• _WHAT YOU HAVE TO DO_:
Using the line that contains "Box every visible asphalt" as the first line and the last line of the data as the final one, give every line in that range again exactly.

────────────────

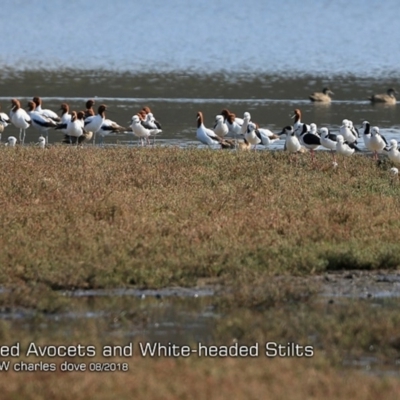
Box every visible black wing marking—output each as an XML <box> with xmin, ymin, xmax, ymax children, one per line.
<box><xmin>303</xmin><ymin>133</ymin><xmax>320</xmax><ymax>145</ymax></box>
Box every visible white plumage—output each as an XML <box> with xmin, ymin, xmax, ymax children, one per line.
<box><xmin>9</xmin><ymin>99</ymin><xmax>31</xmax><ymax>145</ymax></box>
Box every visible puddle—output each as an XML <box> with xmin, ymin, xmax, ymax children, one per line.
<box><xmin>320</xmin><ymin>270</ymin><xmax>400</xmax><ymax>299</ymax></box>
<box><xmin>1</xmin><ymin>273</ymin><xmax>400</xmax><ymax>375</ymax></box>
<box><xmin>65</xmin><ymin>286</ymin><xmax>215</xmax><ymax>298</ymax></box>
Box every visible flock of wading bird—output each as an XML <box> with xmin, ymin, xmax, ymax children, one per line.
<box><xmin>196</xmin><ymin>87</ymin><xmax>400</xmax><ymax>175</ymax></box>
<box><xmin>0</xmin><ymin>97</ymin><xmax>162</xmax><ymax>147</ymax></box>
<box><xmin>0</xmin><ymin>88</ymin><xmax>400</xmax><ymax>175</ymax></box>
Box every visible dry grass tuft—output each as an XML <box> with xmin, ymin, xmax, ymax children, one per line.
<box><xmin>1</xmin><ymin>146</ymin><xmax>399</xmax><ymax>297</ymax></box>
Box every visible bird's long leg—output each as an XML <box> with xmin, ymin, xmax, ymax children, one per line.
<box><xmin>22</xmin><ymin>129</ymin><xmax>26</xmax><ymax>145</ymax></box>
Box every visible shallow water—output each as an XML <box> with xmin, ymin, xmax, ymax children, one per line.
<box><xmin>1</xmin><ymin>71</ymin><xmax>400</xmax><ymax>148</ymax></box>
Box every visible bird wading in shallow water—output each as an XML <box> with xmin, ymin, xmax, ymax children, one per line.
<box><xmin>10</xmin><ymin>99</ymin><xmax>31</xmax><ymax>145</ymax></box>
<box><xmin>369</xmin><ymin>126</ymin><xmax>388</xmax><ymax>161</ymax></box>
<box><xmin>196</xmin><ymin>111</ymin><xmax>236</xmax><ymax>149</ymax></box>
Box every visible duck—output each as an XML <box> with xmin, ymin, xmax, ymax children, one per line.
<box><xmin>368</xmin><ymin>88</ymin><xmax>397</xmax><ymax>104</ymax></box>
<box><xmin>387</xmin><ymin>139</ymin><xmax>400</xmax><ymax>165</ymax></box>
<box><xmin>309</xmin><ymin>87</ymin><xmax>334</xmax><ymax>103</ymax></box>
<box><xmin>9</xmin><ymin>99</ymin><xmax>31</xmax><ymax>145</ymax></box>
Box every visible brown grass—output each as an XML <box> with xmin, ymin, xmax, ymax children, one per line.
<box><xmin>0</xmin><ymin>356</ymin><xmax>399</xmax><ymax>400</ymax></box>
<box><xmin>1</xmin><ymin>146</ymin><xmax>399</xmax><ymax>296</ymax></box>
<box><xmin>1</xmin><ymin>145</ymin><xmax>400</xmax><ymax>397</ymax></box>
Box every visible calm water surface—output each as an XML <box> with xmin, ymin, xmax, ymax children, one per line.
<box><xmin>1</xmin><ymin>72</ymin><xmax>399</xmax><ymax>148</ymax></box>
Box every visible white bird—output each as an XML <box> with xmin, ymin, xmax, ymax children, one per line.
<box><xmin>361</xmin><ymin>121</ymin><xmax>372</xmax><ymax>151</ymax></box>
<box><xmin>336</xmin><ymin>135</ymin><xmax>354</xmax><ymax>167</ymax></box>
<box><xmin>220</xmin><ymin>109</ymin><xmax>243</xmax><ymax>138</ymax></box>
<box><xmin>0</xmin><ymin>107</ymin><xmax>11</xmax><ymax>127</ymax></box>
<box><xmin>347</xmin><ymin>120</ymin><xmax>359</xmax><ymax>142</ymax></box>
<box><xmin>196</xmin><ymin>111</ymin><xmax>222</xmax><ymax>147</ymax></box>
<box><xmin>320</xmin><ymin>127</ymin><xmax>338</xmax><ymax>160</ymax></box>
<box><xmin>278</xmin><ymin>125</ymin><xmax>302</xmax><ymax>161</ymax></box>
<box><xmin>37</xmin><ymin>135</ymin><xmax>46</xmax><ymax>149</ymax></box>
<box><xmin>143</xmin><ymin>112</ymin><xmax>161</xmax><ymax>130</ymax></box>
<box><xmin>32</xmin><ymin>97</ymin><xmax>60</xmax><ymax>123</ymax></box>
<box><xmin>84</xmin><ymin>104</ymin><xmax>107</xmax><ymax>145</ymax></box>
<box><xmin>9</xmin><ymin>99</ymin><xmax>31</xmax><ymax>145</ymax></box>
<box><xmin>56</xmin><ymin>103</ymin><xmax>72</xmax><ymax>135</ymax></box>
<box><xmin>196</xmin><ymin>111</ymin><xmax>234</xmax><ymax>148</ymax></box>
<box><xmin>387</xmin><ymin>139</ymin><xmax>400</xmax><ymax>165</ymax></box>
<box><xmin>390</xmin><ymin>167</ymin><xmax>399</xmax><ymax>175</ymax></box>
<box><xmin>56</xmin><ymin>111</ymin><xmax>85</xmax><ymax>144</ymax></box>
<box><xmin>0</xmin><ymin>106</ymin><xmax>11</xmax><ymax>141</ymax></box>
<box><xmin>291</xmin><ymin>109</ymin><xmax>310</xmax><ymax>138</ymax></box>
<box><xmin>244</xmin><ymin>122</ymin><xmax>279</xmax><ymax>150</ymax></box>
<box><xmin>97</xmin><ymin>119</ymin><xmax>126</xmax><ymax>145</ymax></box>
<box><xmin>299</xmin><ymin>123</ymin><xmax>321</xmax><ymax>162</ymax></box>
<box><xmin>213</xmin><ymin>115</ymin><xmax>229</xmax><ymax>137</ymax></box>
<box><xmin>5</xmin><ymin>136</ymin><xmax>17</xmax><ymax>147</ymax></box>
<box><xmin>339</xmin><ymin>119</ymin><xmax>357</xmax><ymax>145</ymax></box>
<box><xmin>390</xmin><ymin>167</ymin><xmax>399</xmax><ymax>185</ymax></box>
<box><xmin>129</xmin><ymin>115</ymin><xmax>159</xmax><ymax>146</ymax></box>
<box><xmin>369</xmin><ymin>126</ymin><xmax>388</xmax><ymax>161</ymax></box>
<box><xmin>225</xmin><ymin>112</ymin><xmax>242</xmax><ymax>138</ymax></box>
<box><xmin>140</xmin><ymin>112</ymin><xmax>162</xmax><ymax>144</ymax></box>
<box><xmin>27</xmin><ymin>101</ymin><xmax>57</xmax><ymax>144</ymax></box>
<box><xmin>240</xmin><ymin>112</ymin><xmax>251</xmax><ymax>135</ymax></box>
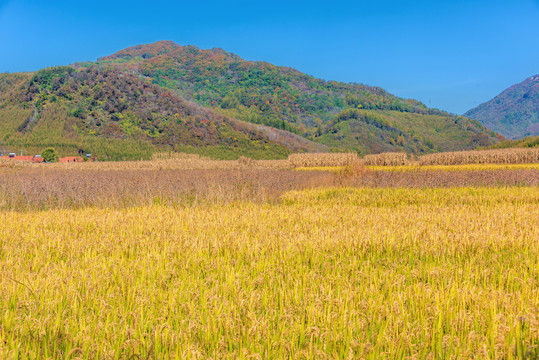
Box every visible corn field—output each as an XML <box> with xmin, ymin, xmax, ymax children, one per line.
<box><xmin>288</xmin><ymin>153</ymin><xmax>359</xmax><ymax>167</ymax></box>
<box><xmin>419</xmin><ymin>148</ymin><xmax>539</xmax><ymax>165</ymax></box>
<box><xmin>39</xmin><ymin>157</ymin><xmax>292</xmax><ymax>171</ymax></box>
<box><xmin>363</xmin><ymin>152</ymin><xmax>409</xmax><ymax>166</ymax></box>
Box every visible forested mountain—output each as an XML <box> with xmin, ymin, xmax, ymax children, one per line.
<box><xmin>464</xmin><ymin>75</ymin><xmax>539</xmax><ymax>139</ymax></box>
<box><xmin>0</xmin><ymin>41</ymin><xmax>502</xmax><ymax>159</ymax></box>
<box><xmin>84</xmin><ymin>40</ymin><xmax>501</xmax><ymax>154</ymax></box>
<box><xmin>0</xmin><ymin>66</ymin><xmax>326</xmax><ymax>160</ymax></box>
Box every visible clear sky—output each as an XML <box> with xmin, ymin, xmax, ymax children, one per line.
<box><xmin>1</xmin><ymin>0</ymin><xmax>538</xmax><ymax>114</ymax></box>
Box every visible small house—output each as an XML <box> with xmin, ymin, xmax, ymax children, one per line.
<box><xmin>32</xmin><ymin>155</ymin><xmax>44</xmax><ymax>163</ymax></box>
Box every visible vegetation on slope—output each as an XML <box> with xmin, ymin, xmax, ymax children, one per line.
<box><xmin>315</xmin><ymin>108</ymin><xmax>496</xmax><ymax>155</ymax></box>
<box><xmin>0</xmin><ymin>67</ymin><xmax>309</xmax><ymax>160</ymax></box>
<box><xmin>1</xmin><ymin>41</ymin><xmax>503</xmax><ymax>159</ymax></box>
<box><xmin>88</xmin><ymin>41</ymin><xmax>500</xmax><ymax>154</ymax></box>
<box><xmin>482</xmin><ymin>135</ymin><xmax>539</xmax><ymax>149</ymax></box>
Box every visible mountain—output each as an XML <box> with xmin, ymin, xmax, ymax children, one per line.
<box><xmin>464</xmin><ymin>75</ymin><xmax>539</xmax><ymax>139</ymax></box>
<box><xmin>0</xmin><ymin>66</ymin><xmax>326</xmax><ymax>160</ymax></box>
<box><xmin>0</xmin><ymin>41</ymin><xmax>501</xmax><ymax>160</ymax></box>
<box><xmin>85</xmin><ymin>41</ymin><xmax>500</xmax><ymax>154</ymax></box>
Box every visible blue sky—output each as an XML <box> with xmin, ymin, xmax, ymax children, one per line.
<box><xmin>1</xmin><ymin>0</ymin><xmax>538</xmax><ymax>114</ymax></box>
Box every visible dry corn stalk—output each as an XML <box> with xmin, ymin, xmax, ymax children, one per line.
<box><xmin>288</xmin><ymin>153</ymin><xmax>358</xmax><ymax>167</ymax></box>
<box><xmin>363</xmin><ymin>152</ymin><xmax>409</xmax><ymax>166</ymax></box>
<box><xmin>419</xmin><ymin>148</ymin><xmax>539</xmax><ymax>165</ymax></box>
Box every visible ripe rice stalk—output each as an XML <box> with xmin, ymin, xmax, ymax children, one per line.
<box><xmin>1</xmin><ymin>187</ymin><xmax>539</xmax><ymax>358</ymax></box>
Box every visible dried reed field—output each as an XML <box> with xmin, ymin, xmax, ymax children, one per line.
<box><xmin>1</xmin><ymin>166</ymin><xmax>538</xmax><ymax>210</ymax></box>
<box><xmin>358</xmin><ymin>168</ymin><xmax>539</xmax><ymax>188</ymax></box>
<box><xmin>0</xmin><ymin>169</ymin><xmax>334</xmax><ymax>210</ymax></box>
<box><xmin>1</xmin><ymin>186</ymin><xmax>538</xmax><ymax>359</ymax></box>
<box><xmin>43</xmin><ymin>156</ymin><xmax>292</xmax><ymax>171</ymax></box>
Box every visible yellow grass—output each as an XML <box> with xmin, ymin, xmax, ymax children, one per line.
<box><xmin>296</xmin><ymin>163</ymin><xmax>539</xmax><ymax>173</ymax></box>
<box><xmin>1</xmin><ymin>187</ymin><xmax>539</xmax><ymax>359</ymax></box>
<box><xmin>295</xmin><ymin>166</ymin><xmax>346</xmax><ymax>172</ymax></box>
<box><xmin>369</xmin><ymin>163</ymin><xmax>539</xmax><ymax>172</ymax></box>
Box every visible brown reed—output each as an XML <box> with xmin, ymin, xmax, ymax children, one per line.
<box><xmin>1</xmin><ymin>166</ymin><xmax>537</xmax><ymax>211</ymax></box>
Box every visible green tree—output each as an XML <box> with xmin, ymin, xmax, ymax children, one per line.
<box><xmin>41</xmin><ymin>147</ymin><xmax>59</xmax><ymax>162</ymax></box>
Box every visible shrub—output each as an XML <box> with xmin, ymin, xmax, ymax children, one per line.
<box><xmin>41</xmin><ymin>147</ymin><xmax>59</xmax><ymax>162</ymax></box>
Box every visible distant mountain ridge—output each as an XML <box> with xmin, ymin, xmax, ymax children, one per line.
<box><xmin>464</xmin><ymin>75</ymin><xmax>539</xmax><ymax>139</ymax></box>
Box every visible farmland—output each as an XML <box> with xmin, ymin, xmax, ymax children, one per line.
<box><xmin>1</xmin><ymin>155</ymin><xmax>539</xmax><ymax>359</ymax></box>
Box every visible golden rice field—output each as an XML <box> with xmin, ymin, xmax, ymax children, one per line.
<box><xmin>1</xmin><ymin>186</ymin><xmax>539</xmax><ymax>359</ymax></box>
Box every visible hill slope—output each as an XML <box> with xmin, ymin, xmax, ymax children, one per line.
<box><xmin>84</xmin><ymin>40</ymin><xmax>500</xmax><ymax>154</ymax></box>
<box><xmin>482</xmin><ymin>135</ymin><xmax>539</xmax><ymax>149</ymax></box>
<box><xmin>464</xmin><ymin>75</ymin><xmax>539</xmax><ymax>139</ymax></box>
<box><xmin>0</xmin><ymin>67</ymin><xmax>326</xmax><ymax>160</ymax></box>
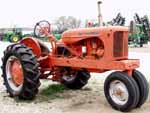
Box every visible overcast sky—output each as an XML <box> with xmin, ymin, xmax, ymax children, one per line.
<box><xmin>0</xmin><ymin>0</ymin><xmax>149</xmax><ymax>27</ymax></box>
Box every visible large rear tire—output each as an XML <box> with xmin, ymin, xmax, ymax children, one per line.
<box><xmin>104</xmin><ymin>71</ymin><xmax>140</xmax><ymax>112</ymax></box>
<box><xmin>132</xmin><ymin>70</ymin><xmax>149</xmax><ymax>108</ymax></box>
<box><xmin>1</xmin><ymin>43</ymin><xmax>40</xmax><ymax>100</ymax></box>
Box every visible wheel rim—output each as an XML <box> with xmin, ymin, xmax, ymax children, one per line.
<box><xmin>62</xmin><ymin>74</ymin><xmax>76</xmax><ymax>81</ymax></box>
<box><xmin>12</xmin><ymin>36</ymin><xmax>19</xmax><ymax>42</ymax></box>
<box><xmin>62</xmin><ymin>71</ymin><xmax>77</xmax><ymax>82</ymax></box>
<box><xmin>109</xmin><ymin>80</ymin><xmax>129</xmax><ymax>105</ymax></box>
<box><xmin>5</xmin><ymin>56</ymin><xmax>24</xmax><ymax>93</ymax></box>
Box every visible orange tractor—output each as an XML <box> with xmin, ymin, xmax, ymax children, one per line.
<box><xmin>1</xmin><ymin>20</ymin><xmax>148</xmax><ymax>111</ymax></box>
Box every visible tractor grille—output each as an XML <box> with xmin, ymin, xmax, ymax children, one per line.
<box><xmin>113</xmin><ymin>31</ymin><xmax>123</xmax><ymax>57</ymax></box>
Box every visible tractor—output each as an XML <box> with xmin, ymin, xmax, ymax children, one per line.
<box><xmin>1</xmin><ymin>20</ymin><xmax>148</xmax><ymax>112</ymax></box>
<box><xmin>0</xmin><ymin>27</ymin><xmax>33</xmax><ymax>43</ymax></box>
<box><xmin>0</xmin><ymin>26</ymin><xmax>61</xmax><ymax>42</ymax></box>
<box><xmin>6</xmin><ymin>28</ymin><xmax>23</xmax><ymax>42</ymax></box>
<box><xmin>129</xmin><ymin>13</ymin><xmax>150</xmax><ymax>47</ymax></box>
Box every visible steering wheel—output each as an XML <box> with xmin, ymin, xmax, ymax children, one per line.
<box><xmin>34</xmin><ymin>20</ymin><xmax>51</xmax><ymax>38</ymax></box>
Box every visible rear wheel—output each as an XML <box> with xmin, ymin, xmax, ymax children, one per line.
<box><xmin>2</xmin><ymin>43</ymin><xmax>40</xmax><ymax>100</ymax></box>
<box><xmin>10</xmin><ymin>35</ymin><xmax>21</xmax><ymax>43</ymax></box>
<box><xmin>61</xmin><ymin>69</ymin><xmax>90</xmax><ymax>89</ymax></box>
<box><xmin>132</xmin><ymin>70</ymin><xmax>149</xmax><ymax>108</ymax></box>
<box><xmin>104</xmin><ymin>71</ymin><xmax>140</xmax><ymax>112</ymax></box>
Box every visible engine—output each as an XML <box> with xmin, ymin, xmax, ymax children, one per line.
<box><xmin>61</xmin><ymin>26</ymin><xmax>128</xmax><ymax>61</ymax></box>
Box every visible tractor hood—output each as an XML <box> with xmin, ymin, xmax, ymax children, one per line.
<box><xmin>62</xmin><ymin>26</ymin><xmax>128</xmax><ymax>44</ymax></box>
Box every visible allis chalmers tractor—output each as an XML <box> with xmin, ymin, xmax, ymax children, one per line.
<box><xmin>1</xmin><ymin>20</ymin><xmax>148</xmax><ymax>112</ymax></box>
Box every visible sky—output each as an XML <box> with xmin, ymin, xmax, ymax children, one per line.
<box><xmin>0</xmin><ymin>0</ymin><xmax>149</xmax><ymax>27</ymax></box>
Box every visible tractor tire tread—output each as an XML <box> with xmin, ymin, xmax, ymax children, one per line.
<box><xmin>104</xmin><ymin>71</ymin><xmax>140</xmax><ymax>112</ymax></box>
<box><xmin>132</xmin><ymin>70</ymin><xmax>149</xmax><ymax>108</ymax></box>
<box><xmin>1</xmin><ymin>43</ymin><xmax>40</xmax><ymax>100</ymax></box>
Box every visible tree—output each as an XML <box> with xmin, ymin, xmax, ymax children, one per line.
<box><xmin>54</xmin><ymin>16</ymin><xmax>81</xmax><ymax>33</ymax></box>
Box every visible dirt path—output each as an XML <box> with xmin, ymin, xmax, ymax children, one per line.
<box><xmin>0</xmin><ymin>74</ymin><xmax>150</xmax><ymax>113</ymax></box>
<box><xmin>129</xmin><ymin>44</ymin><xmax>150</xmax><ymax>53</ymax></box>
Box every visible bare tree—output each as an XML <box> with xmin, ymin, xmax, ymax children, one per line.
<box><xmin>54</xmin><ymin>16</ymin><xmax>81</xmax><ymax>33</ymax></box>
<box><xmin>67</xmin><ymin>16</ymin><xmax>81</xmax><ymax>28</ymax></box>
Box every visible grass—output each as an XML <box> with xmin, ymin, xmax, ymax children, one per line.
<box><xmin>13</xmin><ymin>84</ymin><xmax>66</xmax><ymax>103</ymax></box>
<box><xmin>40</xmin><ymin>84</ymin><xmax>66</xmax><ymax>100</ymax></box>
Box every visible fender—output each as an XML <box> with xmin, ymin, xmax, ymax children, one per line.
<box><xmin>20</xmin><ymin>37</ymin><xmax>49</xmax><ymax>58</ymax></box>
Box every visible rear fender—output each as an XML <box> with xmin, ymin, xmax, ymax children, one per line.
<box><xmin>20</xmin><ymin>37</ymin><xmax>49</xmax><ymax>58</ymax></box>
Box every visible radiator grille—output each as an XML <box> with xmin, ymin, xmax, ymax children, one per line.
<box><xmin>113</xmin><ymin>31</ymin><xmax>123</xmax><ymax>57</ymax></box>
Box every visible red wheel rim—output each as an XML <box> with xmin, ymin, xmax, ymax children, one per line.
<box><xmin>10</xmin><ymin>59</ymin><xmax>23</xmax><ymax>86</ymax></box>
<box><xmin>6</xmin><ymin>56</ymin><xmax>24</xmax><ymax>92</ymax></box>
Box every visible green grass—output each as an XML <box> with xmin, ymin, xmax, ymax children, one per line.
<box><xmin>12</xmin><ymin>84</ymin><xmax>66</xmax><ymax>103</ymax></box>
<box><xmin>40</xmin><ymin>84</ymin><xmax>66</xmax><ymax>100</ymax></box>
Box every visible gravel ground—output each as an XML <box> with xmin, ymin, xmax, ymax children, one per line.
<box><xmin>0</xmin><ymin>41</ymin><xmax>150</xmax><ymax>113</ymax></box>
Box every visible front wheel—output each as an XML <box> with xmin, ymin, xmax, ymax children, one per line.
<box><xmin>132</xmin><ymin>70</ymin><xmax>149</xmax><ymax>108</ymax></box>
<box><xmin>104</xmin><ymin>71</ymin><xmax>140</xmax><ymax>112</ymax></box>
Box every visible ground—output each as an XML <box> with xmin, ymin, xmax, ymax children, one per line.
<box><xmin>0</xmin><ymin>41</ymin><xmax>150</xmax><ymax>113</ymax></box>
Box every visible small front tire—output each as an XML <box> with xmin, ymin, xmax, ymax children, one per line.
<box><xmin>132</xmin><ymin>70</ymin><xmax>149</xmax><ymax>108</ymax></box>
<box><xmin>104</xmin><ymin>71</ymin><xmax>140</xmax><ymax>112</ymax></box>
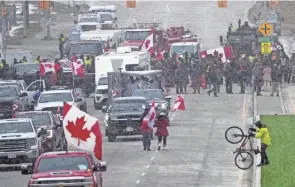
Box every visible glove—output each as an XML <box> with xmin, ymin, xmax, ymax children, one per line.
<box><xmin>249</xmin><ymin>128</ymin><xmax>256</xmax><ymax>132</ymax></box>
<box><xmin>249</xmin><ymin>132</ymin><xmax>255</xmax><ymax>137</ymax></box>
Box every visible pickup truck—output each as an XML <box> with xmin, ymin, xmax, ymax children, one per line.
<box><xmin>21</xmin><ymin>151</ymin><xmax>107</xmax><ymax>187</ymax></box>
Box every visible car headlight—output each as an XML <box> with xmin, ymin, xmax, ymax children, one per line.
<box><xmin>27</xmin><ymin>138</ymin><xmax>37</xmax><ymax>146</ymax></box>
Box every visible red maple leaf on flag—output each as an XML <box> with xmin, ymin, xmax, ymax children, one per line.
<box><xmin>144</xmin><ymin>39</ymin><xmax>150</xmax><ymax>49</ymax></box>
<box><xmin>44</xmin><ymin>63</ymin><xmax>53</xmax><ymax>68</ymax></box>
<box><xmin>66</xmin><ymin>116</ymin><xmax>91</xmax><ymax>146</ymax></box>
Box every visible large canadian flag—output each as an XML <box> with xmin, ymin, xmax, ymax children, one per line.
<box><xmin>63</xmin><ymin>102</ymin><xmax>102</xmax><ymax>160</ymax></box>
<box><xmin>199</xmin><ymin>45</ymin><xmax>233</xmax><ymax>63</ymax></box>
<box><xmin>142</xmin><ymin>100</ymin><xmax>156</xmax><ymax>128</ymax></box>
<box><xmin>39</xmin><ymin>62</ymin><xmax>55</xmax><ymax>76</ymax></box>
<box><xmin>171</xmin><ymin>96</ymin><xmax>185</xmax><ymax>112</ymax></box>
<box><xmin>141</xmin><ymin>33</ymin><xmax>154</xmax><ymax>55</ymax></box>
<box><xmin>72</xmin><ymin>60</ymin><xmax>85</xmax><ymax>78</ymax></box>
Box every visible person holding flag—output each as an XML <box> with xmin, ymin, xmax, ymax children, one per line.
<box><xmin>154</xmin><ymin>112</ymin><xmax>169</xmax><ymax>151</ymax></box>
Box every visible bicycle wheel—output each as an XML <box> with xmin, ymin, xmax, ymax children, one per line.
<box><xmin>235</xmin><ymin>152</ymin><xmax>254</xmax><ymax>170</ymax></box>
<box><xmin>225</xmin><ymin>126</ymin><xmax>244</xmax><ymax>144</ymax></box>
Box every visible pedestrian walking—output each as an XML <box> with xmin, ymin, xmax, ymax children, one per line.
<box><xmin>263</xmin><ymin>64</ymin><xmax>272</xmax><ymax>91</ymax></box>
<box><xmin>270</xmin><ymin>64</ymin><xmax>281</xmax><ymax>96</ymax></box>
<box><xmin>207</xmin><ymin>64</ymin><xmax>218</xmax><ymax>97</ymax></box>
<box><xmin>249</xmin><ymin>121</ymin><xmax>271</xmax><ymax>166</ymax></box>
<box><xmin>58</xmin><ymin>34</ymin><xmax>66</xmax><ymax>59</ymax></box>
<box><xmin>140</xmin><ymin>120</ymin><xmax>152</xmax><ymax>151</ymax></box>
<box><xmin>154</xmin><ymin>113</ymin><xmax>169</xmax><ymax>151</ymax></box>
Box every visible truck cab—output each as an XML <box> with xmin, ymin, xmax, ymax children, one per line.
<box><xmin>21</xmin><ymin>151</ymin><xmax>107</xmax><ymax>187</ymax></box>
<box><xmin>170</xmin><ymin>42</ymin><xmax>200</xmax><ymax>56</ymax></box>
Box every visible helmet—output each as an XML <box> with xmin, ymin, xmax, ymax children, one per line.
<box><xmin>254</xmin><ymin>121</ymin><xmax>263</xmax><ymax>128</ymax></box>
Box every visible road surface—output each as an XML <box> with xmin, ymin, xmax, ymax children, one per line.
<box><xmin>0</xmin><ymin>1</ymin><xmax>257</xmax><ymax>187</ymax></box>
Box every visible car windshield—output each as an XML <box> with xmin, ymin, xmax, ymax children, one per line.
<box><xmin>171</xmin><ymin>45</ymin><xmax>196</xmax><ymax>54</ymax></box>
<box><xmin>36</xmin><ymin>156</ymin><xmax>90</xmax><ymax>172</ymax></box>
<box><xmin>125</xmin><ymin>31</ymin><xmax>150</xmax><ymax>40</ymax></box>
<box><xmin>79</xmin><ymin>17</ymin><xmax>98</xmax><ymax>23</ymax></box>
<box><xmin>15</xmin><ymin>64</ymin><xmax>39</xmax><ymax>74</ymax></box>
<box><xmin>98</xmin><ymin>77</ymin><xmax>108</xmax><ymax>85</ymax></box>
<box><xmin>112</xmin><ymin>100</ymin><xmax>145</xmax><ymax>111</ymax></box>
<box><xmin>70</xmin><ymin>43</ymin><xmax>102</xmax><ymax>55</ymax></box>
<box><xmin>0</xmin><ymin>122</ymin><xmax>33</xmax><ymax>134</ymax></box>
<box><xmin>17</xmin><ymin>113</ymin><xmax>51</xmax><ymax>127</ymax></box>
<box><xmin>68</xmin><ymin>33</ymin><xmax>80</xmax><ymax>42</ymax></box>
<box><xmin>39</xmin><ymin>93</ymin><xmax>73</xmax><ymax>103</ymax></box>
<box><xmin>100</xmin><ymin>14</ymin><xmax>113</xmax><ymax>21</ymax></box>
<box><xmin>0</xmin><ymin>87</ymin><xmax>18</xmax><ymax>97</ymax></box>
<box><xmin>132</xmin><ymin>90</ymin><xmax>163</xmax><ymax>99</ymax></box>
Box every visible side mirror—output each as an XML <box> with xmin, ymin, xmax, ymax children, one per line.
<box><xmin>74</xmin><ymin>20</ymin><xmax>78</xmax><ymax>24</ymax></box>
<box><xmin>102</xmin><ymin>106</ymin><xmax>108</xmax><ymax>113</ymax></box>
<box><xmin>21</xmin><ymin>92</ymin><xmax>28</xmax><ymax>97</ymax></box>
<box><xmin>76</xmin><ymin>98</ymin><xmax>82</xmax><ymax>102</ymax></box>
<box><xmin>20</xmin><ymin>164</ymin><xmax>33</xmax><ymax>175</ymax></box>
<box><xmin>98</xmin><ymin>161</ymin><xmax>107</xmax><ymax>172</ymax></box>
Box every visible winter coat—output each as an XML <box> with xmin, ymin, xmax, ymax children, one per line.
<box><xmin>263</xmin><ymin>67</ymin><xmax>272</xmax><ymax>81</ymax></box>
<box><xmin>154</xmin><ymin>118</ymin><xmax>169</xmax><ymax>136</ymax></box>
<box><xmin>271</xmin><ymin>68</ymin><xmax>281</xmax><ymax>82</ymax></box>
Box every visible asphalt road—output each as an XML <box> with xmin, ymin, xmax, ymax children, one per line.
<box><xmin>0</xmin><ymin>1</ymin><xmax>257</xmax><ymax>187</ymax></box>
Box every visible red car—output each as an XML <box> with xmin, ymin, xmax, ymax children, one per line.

────────────────

• _ANSWER SECTION_:
Box every visible asphalt road—output each as an XML <box> with xmin, ymin, xmax, ymax children, one per line.
<box><xmin>0</xmin><ymin>1</ymin><xmax>257</xmax><ymax>187</ymax></box>
Box every visible red car—output each as an XML <box> with xmin, ymin, xmax, ymax children, one per line.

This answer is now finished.